▶ [The problem]
Retype the entries below exactly, but begin at the line containing "366 266 L 437" and end at the last line.

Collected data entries
————————
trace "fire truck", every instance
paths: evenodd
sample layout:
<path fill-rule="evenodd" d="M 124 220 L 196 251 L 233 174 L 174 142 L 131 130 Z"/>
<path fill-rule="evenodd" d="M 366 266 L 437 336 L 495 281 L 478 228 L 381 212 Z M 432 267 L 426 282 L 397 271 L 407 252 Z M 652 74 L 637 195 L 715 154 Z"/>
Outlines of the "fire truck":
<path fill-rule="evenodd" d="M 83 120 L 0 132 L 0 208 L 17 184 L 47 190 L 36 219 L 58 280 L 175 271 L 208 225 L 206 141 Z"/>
————————
▶ [Output of the task]
<path fill-rule="evenodd" d="M 366 266 L 437 336 L 495 281 L 478 228 L 381 212 Z M 432 267 L 426 282 L 397 271 L 407 252 Z M 652 74 L 637 195 L 715 154 Z"/>
Outlines of the "fire truck":
<path fill-rule="evenodd" d="M 83 120 L 0 132 L 0 208 L 17 184 L 47 190 L 36 219 L 58 280 L 175 271 L 208 225 L 206 141 Z"/>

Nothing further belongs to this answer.